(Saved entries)
__________

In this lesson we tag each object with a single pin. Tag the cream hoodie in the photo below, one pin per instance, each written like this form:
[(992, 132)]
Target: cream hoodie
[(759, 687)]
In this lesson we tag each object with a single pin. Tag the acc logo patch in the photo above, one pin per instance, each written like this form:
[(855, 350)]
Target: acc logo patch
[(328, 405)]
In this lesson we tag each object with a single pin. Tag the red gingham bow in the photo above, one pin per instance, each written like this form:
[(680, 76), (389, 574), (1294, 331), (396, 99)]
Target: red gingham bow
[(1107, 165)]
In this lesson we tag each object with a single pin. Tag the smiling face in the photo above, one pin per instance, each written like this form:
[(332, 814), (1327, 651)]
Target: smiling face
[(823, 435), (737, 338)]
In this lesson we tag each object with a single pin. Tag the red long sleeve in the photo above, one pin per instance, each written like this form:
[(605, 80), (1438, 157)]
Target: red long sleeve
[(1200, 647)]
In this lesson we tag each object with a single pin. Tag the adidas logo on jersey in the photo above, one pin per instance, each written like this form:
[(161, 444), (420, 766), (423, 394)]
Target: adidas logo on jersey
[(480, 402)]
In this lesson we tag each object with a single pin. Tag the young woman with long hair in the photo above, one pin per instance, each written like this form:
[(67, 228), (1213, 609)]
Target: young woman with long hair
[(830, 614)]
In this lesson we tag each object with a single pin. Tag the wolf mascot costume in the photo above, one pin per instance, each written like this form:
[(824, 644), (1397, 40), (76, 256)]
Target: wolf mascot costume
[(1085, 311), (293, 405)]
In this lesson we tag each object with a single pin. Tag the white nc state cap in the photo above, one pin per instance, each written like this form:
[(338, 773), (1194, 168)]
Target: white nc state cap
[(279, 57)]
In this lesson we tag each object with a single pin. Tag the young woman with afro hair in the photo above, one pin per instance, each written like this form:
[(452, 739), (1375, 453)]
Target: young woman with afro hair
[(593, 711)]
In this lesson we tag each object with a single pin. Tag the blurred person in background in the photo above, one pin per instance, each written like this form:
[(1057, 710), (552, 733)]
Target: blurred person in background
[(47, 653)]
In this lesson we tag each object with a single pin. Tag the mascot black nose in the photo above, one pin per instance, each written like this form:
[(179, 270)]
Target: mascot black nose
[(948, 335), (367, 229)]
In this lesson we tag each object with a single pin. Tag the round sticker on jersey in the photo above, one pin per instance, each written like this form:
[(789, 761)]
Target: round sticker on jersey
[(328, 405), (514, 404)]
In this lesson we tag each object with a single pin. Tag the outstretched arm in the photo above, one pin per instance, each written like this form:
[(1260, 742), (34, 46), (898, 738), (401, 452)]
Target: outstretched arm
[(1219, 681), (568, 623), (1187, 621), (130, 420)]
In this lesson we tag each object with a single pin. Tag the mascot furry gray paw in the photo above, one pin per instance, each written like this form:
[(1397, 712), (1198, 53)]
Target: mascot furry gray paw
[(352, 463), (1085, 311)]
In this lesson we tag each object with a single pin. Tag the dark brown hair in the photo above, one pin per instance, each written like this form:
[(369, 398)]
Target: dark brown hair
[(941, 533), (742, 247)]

__________

## Problem to work on
Write out all of the records above line for line, with no changes.

## The output
In this lesson we tag each object with a single pin. Tag the cream hoodie in the photo below, one pin per instance, each written like this form:
[(992, 132)]
Target: cream hoodie
[(759, 687)]
In this lesson we tag each object with a single pin. Tag the acc logo patch in the photo above, one pin per instance, each written like this form:
[(855, 350)]
Target: acc logo patch
[(328, 405)]
In this lesson we tag each object with a single pin. Tag the red gingham bow in the photo above, one pin per instance, each written like this form:
[(680, 76), (389, 574), (1294, 331), (396, 99)]
Target: red gingham bow
[(1107, 165)]
In this lesson we tag each object with a single pin. Tag the smiling face in the photo above, one pin per instance, each written like this form:
[(332, 814), (1327, 651)]
Target: smiling face
[(823, 435), (737, 338)]
In this lesson we tag each object with a single pin. Tag the red long sleeve in the photo above, one pin per instance, each written like this form:
[(605, 80), (1438, 157)]
Target: red long sleeve
[(1200, 647)]
In this lesson we tag each object with a single pin. Tag the adidas logo on jersey in the photo above, one pin per instance, each written like this form:
[(161, 444), (420, 766), (423, 394)]
Target: adidas logo on jersey
[(480, 402)]
In this lesson we tag each object with a single pin. Tag the young woman with long hair in the photo above, one pin per instance, each written like this form:
[(67, 228), (1213, 609)]
Target: young woman with long hair
[(830, 614)]
In this lesson we tag each object with a single pin. Tag the wolf mascot costume in the photo above, one pin per instance, each written like this form:
[(824, 644), (1397, 40), (76, 256)]
Target: wolf mascot costume
[(1085, 311), (293, 405)]
In this lesson we tag each object with a single pin. Tag the white nc state cap in the photo above, one pin per instance, each written like this form:
[(338, 773), (1194, 168)]
Target: white nc state cap
[(279, 57)]
In this lesson we tag each object with a single pin. Tag the young woman with afro hair in the photo above, one pin per instance, each written like this form:
[(452, 739), (1375, 453)]
Target: young woman with afro hair
[(593, 711)]
In this lesson we tag each object with a single pin. Tag the blurred person in background in the photo above, one pin per instance, each written like this form:
[(1057, 710), (552, 733)]
Target: blurred person in background
[(47, 653)]
In this lesson we tag each object with a single pin. Tag the mascot black nose in the photo above, one pin per instance, each written like this form:
[(179, 270)]
Target: mascot black nose
[(948, 335), (367, 229)]
In this lesson we tag each object with a single pin. Tag the round sticker on jersey in the photo above, one pin per instance, each written like this form:
[(789, 761)]
Target: round sticker on jersey
[(328, 405), (514, 404)]
In this lesson we tag each object with a single pin. Tag the outstretched arm in the photo above, one pin per instance, each written like this form:
[(1260, 742), (34, 46), (898, 738), (401, 452)]
Target: outstretched arm
[(1219, 681), (568, 623), (1187, 621), (130, 420)]
In this lesson we tag each object with a single pin. Tag the mascot furry gray paw in the photo above, one pin per instance, each written like this form:
[(1397, 712), (1198, 53)]
Target: mascot furry gray paw
[(352, 463), (1085, 311)]
In this lesson we tag each object with a single pin. Tag the dark brown hair in the photo above, one pin per instance, each written like this form:
[(369, 398)]
Target: dark brown hair
[(941, 533), (742, 247)]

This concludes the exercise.